Work to do: Render every line of the records below as a JSON list of strings, one string per line, with blank lines omitted. Leave the pictures out of the list.

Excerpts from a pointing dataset
## begin

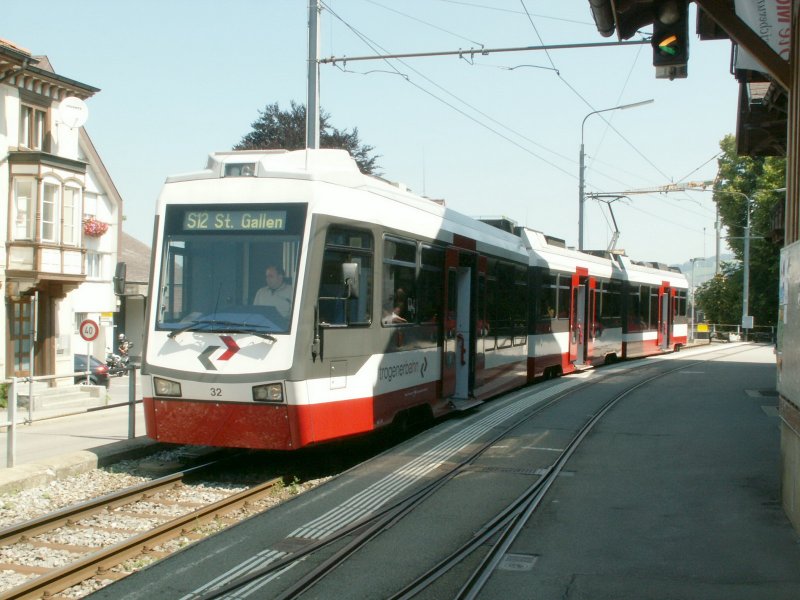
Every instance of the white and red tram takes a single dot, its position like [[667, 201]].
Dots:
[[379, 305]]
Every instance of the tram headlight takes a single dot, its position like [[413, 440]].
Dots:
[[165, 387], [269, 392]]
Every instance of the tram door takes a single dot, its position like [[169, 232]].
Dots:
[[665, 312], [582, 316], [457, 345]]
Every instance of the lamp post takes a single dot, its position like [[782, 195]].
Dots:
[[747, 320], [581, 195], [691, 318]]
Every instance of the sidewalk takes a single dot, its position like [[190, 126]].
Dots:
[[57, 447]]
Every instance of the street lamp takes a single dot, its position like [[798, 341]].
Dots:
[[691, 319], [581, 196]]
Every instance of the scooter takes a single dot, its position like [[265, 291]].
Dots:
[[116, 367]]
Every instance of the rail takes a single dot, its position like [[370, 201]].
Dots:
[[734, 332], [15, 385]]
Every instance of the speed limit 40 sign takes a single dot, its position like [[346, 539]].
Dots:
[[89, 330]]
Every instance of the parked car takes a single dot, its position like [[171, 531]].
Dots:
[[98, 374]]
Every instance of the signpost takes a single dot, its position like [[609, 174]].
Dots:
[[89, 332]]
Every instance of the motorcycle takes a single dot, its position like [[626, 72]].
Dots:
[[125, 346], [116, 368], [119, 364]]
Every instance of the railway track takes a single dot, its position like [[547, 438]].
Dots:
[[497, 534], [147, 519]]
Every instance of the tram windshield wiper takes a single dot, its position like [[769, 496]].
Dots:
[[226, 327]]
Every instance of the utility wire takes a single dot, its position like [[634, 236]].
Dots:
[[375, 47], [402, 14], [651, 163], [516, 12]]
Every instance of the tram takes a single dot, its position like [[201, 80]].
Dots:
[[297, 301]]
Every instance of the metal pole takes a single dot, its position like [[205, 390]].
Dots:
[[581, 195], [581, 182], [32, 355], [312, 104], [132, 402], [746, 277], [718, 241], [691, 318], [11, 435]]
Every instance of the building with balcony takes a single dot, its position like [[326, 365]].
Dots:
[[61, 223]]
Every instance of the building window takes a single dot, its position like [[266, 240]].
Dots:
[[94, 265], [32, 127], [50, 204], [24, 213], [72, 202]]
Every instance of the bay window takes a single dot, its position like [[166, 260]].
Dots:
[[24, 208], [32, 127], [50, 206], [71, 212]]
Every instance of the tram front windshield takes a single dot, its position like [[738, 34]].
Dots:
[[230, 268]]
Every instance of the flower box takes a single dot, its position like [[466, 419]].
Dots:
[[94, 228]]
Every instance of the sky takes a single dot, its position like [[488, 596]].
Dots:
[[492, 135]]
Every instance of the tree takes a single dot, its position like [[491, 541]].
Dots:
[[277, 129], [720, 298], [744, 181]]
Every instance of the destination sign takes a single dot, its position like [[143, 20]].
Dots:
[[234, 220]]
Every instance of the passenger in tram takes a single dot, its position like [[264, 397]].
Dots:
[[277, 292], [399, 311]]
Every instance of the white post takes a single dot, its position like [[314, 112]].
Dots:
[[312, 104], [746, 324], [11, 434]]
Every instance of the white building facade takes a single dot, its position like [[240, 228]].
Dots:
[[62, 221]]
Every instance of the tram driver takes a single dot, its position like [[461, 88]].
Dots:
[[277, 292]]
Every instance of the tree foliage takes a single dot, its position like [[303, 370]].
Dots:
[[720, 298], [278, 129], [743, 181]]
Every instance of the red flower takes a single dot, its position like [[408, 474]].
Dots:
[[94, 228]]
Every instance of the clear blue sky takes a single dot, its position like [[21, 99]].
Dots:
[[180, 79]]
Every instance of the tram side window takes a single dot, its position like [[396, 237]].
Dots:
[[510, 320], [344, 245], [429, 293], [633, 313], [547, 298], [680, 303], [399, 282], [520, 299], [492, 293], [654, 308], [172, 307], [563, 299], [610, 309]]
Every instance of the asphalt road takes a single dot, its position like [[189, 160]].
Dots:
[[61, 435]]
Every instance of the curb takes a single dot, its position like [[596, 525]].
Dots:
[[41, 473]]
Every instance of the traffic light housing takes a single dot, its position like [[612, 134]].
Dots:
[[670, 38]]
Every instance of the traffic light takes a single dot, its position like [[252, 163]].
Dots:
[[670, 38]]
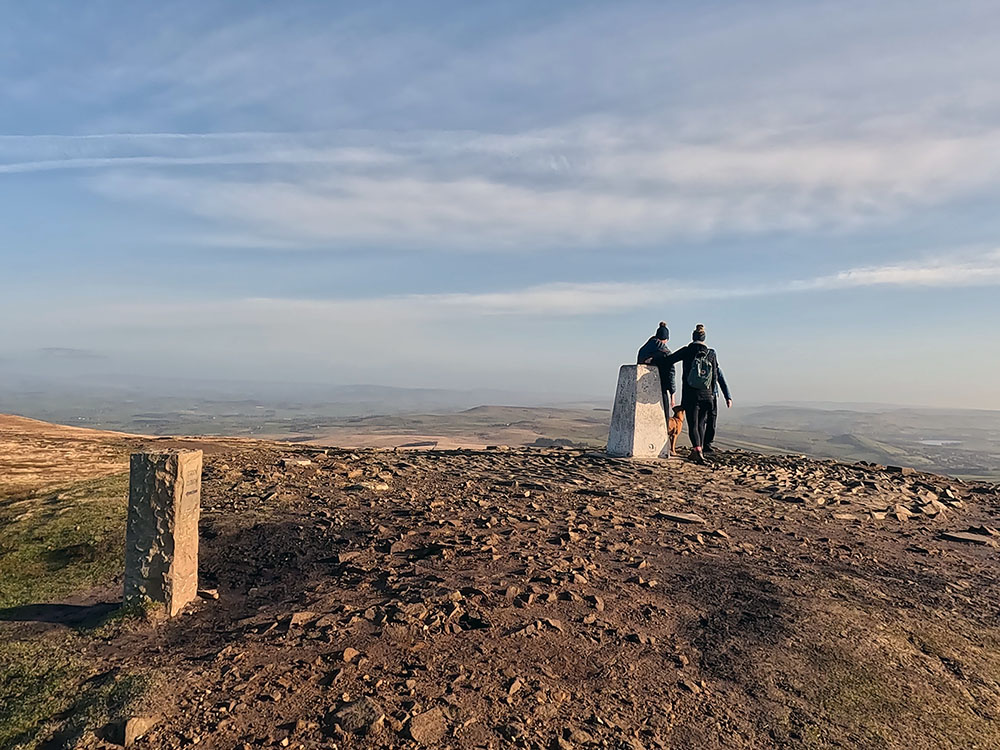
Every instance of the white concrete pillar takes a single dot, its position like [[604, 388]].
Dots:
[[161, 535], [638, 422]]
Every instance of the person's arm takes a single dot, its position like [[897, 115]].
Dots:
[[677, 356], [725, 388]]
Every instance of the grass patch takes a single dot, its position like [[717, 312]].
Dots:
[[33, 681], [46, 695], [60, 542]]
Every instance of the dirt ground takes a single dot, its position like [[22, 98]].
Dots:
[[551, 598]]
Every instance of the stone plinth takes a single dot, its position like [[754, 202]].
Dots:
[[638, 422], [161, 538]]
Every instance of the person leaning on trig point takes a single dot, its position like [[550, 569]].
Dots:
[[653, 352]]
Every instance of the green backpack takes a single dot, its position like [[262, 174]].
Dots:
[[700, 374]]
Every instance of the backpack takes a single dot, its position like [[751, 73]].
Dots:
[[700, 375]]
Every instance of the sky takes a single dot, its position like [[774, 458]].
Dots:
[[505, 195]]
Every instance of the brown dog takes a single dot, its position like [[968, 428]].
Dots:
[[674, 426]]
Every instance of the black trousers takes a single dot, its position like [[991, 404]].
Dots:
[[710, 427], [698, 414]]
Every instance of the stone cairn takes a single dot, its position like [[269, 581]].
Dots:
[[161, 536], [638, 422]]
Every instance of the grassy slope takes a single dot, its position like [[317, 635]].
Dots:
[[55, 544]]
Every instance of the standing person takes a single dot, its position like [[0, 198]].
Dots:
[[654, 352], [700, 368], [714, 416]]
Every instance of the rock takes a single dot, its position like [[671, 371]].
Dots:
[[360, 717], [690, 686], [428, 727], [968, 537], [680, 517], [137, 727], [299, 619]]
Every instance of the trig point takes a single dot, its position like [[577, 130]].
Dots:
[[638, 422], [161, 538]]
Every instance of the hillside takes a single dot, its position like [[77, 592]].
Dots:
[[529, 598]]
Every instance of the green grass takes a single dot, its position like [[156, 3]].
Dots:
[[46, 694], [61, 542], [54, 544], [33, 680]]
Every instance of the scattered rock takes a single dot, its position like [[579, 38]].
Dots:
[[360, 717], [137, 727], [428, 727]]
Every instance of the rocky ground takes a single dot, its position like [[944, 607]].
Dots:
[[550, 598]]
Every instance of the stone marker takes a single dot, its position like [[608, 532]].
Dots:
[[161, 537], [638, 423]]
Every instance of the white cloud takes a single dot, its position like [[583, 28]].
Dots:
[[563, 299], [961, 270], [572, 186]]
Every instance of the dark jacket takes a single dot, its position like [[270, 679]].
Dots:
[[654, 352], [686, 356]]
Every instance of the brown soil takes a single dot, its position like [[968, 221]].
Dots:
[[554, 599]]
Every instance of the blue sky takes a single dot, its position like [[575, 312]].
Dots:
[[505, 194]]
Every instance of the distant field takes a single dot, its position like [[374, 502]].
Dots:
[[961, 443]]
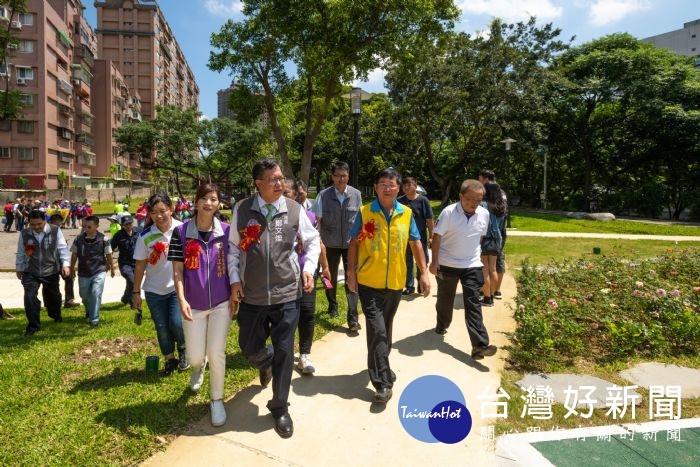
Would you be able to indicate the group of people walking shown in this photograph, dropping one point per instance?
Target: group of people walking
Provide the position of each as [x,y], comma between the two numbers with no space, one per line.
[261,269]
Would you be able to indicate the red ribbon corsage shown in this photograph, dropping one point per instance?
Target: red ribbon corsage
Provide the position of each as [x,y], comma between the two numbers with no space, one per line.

## end

Response to this task:
[
  "Every instance of the white and red tram takes a single dot, its position like [[667, 201]].",
  "Dots:",
  "[[379, 305]]",
  "Every instance of the tram headlight takes a single dot, its position like [[413, 440]].",
  "Dots:",
  "[[165, 387], [269, 392]]",
  "Every instance of the tram door takes a single dot, its position like [[169, 232]].",
  "Dots:",
  "[[665, 312], [582, 316], [457, 345]]",
  "Every instance of the lamp post takes a single dot, its position like [[782, 195]].",
  "Dots:",
  "[[747, 320], [581, 195], [691, 318]]",
  "Every instance of the sidewalk takes a single dot, its position like [[190, 126]].",
  "Dots:",
  "[[57, 447]]",
  "Every instance of the street lamp takes a single dot, its position like [[798, 341]].",
  "Dots:",
  "[[691, 319], [581, 196]]",
  "Every instance of the scooter takes a single dot, its position like [[265, 291]].",
  "Dots:",
  "[[116, 367]]",
  "Every instance of the rail takes a single dot, its position like [[370, 201]].",
  "Dots:",
  "[[734, 332], [15, 385]]",
  "Every instance of the speed limit 40 sign takes a single dot, its position like [[346, 539]].",
  "Dots:",
  "[[89, 330]]",
  "Every instance of the parked car takes a single dot, its position like [[171, 531]].",
  "Dots:",
  "[[98, 374]]",
  "Every instance of the signpost takes a single dot, its position like [[609, 174]].",
  "Dots:",
  "[[89, 332]]",
  "Every instance of the motorcycle takes a single dot, its position like [[626, 72]].",
  "Dots:",
  "[[125, 346], [116, 368], [119, 364]]",
  "Every instance of the railway track takes a single dot, its position like [[547, 438]].",
  "Dots:",
  "[[497, 534], [147, 519]]",
  "Every instance of the tram windshield wiper takes a single dot, its position like [[769, 496]].",
  "Dots:",
  "[[226, 327]]",
  "Every instance of the utility wire takes a single dot, its position like [[634, 236]].",
  "Dots:",
  "[[375, 47], [402, 14], [651, 163], [516, 12]]",
  "Every instance of the tram takes a single dot, its position like [[201, 80]].",
  "Dots:",
  "[[297, 301]]",
  "Every instance of the metal pole takes a single dot, its position like [[205, 390]].",
  "Dots:",
  "[[581, 195], [581, 182], [32, 355], [312, 104], [132, 402], [746, 277], [718, 241], [691, 318], [11, 435]]",
  "Every instance of the building with balcony takes a single dot, its position like [[326, 365]].",
  "Dots:",
  "[[61, 223]]",
  "Every instance of the building window takes a single dot, its position like [[266, 240]].",
  "Dots:",
  "[[94, 265], [32, 127], [50, 204], [24, 213], [72, 202]]",
  "Every instance of the bay window takes a single dot, its position like [[166, 260]].",
  "Dots:",
  "[[24, 208], [32, 127], [50, 206], [71, 212]]",
  "Every instance of the tram front windshield takes a single dot, its position like [[738, 34]].",
  "Dots:",
  "[[230, 268]]",
  "Every instance of the flower box takes a single dot, its position like [[466, 419]].",
  "Dots:",
  "[[94, 228]]",
  "Every instance of the sky takes a single dot, its position like [[488, 596]].",
  "Dots:",
  "[[492, 135]]",
  "Every instance of the tree takes a single dot, its position like [[491, 541]].",
  "Dots:",
  "[[277, 129], [720, 298], [744, 181]]",
  "Every instance of the destination sign takes a single dot, its position like [[143, 20]].",
  "Dots:",
  "[[234, 220]]",
  "Every instance of the passenger in tram takes a single dot, its position like [[264, 397]].",
  "Dots:",
  "[[277, 292], [399, 311]]",
  "Every instance of the white post takes a single dot, its position like [[314, 112]].",
  "Dots:",
  "[[312, 104], [746, 324], [11, 434]]",
  "Every instance of the white building facade takes a single dot, its position like [[240, 228]].",
  "Dots:",
  "[[62, 221]]",
  "Every instance of the tram driver takes a single dot, its position like [[461, 88]].",
  "Dots:",
  "[[277, 292]]",
  "Every instance of the tree foliage takes a single dot, its position like [[303, 370]].",
  "Dots:",
  "[[720, 298], [278, 129], [743, 181]]",
  "Every instance of the red flower takes a single dot, its position like [[408, 474]].",
  "Dots:",
  "[[94, 228]]",
  "Every instance of the clear blue sky takes a single dot, its position like [[21, 99]].",
  "Dots:",
  "[[180, 79]]",
  "Every instance of the tram side window takes a single dot, its position like [[396, 237]].",
  "Dots:",
  "[[510, 320], [344, 245], [429, 293], [633, 313], [547, 298], [680, 303], [399, 282], [520, 299], [492, 293], [654, 308], [172, 307], [563, 299], [610, 309]]",
  "Every instance of the asphalt road takes a single dot, its position like [[189, 160]].",
  "Dots:",
  "[[61, 435]]",
  "Every instance of the curb takes a single dot, its position like [[596, 525]].",
  "Dots:",
  "[[41, 473]]",
  "Every instance of the traffic light housing takes a single dot, its position like [[612, 134]].",
  "Dots:",
  "[[670, 38]]",
  "Every instance of the traffic light takes a single dot, its position like [[252, 163]].",
  "Dots:",
  "[[670, 38]]",
  "Every instance of the white concrete pillar takes a single dot, its position like [[604, 388]].",
  "Dots:",
  "[[161, 535], [638, 422]]",
  "Every instance of the person's arm takes a single dot, its position like [[897, 115]].",
  "Dots:",
  "[[677, 356], [725, 388]]",
  "Every instance of the grass patch takes a single dot, its position like [[717, 312]].",
  "Dots:",
  "[[33, 681], [46, 695], [60, 542]]",
  "Every instance of the dirt ground takes a single dot, its position like [[22, 98]].",
  "Dots:",
  "[[551, 598]]",
  "Every instance of the stone plinth takes a single dot, its position like [[754, 202]].",
  "Dots:",
  "[[638, 422], [161, 538]]",
  "Every instance of the person leaning on trig point takes a single dot, its position like [[550, 569]].",
  "Dots:",
  "[[653, 352]]",
  "Every instance of the green backpack takes a single dot, its position like [[262, 174]].",
  "Dots:",
  "[[700, 374]]",
  "Every instance of the backpack takes a single dot, its position like [[751, 73]].",
  "Dots:",
  "[[700, 375]]",
  "Every instance of the sky takes a single dot, its position like [[774, 458]].",
  "Dots:",
  "[[505, 195]]",
  "Every instance of the brown dog takes a single dot, its position like [[968, 428]].",
  "Dots:",
  "[[674, 426]]",
  "Every instance of the black trousers takes a single dot, its position like [[991, 404]].",
  "Dots:",
  "[[710, 427], [698, 414]]",
  "Every instance of the stone cairn takes a single dot, its position like [[269, 581]].",
  "Dots:",
  "[[161, 536], [638, 422]]",
  "Every instance of the grassy slope takes a single dot, its position like [[317, 635]].",
  "Dots:",
  "[[55, 544]]",
  "Every instance of the standing person takes a single dot, its position like [[0, 198]].",
  "Dots:",
  "[[654, 352], [700, 368], [714, 416]]",
  "Every instance of the rock takes a single dot, its position like [[671, 371]].",
  "Dots:",
  "[[360, 717], [690, 686], [428, 727], [968, 537], [680, 517], [137, 727], [299, 619]]",
  "Every instance of the trig point takes a single dot, its position like [[577, 130]].",
  "Dots:",
  "[[638, 422], [161, 538]]",
  "Every instance of the hillside takes a single dot, its position like [[77, 592]].",
  "Dots:",
  "[[529, 598]]",
  "Every instance of the green grass takes a single dot, its position like [[156, 3]].",
  "Dots:",
  "[[46, 694], [61, 542], [54, 544], [33, 680]]",
  "Every instance of the scattered rock takes a single dot, its position like [[579, 38]].",
  "Dots:",
  "[[360, 717], [137, 727], [428, 727]]",
  "Every instance of the rocky ground takes a single dot, its position like [[944, 607]].",
  "Dots:",
  "[[550, 598]]",
  "Every instance of the stone marker takes a single dot, its position like [[608, 532]].",
  "Dots:",
  "[[161, 537], [638, 423]]",
  "Every instance of the white cloud takes a single dot, its position like [[583, 28]].",
  "Dots:",
  "[[563, 299], [961, 270], [572, 186]]",
  "Every instance of the dark jacket takes a single dot, its position like [[270, 679]].",
  "Dots:",
  "[[654, 352], [686, 356]]",
  "Every instance of the brown soil takes a single dot, its position like [[968, 221]].",
  "Dots:",
  "[[554, 599]]",
  "Every instance of the blue sky takes a single dot, its position like [[575, 312]].",
  "Dots:",
  "[[505, 194]]",
  "Every instance of the distant field takes a single dot, its position like [[374, 502]].",
  "Dots:",
  "[[961, 443]]",
  "Would you be able to indicate the group of people walking shown in this photograph, dropping one point per instance?",
  "Target: group of people walking",
  "Provide the position of each as [x,y], comma between the two numbers with no space, one per line.",
  "[261,269]",
  "Would you be able to indicate the red ribbon corsage shown in this photograph, dropping one point per instance?",
  "Target: red ribbon corsage",
  "Provide the position of each as [x,y], comma between the two numbers with no space, one per line."
]